- _Texto para análise_
━━━

Já na rodovia em direção ao Chile, o Exército peruano só os deixou seguir viagem com uma condição: a família precisava parar em um hotel na cidade mais próxima e não sair mais de lá. Caso contrário, Maria e Tommy seriam detidos.
"Por sorte, eu tinha comprado máscaras e álcool em gel no Brasil. A partir dali, os soldados falaram que, se fôssemos pegos sem máscaras, iríamos ser levados à delegacia."
A hospedagem que encontraram foi na cidade de Tacna, perto da fronteira com o Chile. A família era a única hospedada ali e dependia de sopa de galinha e de outras comidas vendidas pelos funcionários para se alimentar.
Os quatro tiveram que permanecer no quarto de hotel por nove dias monitorando a situação junto à embaixada brasileira em Lima.
Nos primeiros dias de quarentena, uma das filhas de Maria teve uma crise rotineira de amigdalite, suficiente para que os funcionários do hotel parassem de fornecer-lhes qualquer tipo de serviço. "Pararam até de limpar o quarto", diz.
Foi só quando a Embaixada do Brasil começou a tramitar junto ao governo do Peru os pedidos de autorização para o deslocamento terrestre de cidadãos brasileiros que a família pôde começar a planejar a volta. Como não havia a certeza de voos partindo de Lima, a família resolveu encarar o caminho terrestre.

━━━

- _Tarefas obrigatórias_
a. Com base no texto sobre a viagem da família, explique em uma a três frases por que a família optou pelo caminho terrestre para voltar.
b. Transcreva do texto sobre a viagem da família o trecho que se inicia com as palavras "Nos primeiros dias" e se encerra com "o caminho terrestre.".

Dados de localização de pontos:
━━━

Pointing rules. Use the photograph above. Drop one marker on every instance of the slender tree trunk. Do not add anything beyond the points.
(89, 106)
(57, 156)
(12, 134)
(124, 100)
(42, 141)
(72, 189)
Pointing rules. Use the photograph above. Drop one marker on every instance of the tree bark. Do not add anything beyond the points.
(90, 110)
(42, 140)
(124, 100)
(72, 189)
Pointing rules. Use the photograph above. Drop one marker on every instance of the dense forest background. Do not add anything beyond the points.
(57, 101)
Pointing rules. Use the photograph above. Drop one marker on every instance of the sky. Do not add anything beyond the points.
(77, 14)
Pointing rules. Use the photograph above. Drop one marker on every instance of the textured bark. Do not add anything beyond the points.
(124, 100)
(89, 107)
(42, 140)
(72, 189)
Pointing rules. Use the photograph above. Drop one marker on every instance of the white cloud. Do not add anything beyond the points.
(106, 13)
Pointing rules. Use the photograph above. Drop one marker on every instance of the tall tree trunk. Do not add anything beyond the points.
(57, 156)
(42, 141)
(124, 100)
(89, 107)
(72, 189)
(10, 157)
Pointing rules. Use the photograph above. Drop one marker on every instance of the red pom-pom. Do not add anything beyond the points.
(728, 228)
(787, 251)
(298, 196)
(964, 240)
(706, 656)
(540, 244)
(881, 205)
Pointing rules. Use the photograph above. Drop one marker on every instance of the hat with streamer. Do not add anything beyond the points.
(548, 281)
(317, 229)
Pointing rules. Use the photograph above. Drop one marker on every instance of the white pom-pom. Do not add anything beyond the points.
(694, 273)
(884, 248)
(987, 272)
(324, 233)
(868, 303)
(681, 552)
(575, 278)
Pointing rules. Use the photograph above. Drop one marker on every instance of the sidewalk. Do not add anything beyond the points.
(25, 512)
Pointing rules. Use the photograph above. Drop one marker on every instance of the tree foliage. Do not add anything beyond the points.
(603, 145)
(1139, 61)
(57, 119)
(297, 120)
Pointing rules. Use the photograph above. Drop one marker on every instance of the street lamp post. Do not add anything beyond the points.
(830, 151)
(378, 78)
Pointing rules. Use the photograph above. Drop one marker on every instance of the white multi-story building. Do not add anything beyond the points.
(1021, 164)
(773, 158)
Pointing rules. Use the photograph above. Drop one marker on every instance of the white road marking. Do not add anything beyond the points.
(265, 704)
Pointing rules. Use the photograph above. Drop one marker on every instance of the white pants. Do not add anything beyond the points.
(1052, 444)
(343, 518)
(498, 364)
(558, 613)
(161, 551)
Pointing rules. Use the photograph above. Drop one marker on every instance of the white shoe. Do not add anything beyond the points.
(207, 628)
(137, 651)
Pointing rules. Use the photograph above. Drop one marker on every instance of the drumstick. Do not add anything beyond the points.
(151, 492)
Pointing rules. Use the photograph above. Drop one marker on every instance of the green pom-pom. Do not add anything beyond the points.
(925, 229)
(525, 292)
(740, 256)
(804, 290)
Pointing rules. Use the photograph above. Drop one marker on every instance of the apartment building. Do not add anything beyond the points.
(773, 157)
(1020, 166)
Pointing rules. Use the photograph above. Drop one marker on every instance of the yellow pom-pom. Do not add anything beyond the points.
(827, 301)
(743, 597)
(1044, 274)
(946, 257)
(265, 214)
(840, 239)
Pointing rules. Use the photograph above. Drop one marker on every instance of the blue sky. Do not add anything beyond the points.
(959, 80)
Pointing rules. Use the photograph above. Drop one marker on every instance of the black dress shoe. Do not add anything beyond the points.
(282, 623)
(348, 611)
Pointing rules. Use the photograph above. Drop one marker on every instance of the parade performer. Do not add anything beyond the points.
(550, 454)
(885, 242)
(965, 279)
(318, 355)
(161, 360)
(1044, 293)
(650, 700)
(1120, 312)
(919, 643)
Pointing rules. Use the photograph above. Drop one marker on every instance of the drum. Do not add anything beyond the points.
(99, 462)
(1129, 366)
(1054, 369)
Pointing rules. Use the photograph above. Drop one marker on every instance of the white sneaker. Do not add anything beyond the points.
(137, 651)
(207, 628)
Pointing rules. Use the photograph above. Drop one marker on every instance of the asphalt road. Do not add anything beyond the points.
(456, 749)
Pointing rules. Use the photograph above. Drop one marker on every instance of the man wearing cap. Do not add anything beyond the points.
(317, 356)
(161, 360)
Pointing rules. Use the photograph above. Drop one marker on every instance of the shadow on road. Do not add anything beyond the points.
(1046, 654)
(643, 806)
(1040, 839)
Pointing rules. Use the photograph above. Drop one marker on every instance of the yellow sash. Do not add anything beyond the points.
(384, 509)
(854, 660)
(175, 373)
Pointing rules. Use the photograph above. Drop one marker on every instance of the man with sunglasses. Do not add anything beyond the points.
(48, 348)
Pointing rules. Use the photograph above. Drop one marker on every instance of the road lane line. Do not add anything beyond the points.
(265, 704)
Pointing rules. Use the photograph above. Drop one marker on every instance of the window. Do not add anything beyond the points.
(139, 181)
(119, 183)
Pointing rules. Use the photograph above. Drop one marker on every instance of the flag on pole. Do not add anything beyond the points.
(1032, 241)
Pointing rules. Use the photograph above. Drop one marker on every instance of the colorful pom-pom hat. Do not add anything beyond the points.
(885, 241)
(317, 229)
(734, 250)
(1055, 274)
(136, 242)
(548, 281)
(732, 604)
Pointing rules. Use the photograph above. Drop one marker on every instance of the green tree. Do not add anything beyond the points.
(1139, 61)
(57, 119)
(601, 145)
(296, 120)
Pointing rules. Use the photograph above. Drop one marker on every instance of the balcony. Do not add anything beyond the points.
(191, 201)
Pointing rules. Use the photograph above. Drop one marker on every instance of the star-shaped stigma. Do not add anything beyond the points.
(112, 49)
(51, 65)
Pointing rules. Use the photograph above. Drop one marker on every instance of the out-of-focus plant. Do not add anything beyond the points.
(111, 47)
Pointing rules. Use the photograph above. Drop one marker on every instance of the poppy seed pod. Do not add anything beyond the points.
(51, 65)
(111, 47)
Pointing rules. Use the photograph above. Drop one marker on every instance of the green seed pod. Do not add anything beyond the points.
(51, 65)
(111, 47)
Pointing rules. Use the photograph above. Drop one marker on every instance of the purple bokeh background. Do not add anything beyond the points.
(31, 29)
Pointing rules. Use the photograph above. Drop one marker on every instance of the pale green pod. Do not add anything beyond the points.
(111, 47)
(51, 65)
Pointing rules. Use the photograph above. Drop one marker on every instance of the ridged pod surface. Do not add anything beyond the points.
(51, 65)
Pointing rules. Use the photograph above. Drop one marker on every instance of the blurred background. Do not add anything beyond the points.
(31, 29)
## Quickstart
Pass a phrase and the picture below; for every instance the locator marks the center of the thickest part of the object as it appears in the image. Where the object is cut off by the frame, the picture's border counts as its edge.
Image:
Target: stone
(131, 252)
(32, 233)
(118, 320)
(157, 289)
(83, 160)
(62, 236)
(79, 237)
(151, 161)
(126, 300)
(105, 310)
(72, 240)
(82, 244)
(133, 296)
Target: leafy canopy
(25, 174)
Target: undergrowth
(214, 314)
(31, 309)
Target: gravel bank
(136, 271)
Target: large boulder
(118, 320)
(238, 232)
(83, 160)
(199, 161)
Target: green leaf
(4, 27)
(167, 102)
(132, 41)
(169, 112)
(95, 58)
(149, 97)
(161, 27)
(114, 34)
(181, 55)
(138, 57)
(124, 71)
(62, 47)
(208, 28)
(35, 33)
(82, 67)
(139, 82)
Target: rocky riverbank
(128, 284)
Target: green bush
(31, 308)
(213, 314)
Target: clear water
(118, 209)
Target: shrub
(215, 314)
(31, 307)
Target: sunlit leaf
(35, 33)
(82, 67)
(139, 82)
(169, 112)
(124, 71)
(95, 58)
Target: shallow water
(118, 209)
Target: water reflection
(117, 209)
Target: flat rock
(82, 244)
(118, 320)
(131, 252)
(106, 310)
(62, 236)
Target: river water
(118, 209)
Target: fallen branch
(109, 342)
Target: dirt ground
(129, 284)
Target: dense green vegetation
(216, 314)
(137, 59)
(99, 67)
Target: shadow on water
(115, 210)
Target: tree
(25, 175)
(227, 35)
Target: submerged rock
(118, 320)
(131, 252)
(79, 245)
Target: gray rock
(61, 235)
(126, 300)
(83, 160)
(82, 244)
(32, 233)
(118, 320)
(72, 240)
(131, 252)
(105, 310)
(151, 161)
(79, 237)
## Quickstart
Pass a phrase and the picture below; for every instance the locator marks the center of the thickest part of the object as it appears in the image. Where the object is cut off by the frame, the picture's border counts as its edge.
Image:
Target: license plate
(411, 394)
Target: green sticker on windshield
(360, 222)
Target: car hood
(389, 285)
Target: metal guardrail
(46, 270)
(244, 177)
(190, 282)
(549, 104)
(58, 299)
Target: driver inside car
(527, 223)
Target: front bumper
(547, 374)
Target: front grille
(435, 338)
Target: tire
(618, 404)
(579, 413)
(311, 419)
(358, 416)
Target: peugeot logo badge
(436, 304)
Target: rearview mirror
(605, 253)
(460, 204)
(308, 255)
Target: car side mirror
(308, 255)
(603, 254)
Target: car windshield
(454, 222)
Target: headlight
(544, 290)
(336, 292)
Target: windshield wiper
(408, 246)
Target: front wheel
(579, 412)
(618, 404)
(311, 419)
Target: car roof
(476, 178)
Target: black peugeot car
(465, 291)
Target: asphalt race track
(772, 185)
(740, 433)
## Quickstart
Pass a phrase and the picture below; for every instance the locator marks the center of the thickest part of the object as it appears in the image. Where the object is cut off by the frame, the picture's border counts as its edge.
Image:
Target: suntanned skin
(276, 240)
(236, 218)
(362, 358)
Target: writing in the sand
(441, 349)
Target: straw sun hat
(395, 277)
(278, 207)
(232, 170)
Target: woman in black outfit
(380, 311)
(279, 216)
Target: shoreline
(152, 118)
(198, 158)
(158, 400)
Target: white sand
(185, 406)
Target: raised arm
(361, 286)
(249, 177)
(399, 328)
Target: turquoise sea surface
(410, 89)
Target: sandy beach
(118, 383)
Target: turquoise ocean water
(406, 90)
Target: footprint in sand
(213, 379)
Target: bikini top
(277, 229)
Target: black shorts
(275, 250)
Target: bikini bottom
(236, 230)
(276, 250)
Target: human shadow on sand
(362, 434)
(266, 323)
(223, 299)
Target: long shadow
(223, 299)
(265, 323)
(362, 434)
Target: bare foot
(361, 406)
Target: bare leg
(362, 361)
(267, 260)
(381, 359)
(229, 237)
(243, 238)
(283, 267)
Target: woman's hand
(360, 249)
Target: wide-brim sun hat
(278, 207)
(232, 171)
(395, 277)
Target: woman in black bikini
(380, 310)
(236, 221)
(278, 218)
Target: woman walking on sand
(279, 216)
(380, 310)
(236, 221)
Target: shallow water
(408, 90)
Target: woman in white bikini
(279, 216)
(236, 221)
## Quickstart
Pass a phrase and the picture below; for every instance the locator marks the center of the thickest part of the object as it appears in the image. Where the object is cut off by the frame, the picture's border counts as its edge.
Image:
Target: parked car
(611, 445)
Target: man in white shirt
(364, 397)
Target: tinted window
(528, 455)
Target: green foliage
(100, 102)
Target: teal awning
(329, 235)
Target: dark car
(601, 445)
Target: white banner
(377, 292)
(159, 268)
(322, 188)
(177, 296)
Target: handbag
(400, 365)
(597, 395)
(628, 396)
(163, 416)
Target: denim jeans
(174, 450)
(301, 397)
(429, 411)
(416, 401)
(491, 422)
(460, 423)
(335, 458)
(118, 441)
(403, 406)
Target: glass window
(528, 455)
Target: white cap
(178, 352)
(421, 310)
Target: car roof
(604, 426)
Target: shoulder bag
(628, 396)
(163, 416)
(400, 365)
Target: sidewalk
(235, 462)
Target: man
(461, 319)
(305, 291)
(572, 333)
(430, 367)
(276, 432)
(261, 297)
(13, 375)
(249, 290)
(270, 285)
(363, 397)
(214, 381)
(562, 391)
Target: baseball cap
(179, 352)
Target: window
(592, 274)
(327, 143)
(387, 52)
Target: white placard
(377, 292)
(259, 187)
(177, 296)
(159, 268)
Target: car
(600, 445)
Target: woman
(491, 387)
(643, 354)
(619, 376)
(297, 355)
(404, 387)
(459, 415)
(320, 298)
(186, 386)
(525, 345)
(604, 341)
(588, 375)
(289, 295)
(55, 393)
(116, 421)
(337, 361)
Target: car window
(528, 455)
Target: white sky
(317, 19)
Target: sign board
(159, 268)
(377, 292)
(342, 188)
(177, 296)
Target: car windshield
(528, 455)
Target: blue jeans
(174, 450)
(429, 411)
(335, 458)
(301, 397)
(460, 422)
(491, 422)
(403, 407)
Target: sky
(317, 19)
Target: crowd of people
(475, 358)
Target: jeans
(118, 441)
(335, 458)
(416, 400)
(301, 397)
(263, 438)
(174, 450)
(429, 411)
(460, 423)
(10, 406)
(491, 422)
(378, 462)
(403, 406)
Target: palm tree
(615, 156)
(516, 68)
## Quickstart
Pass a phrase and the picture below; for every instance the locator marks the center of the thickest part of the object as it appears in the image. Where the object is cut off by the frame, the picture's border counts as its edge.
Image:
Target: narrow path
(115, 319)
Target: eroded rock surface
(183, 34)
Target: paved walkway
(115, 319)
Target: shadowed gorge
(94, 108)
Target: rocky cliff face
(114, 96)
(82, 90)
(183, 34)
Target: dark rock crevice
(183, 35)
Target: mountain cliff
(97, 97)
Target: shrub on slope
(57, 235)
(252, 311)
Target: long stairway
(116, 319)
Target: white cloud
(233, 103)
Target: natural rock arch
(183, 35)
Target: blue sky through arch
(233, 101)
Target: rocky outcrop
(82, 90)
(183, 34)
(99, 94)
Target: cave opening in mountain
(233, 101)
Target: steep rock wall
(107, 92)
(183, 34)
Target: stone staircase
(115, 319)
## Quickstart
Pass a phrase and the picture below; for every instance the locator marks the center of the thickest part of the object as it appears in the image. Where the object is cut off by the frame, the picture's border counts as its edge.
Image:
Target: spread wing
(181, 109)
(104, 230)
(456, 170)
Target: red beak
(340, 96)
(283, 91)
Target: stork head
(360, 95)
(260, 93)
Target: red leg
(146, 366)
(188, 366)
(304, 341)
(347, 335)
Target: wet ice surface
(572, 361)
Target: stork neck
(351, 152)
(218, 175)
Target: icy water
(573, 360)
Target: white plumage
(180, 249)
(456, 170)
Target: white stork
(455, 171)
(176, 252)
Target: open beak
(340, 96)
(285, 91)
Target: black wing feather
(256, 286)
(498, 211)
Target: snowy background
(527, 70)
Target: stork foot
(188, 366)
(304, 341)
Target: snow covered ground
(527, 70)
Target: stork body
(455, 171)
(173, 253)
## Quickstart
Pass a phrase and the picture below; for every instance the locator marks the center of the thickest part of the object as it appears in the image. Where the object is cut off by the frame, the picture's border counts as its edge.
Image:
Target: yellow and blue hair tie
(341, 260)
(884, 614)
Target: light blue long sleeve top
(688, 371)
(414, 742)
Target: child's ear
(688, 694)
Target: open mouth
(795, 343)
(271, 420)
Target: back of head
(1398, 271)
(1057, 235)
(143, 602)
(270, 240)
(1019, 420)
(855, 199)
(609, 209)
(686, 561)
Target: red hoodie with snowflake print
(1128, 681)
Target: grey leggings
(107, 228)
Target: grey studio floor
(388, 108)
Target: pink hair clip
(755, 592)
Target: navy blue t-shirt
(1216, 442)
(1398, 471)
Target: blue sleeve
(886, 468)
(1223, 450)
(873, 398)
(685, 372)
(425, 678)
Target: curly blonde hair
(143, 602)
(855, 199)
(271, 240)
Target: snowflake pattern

━━━

- _Soluções das tarefas_
a. A família optou pelo caminho terrestre porque não havia a certeza de voos partindo de Lima.

b.
Nos primeiros dias de quarentena, uma das filhas de Maria teve uma crise rotineira de amigdalite, suficiente para que os funcionários do hotel parassem de fornecer-lhes qualquer tipo de serviço. "Pararam até de limpar o quarto", diz.
Foi só quando a Embaixada do Brasil começou a tramitar junto ao governo do Peru os pedidos de autorização para o deslocamento terrestre de cidadãos brasileiros que a família pôde começar a planejar a volta. Como não havia a certeza de voos partindo de Lima, a família resolveu encarar o caminho terrestre.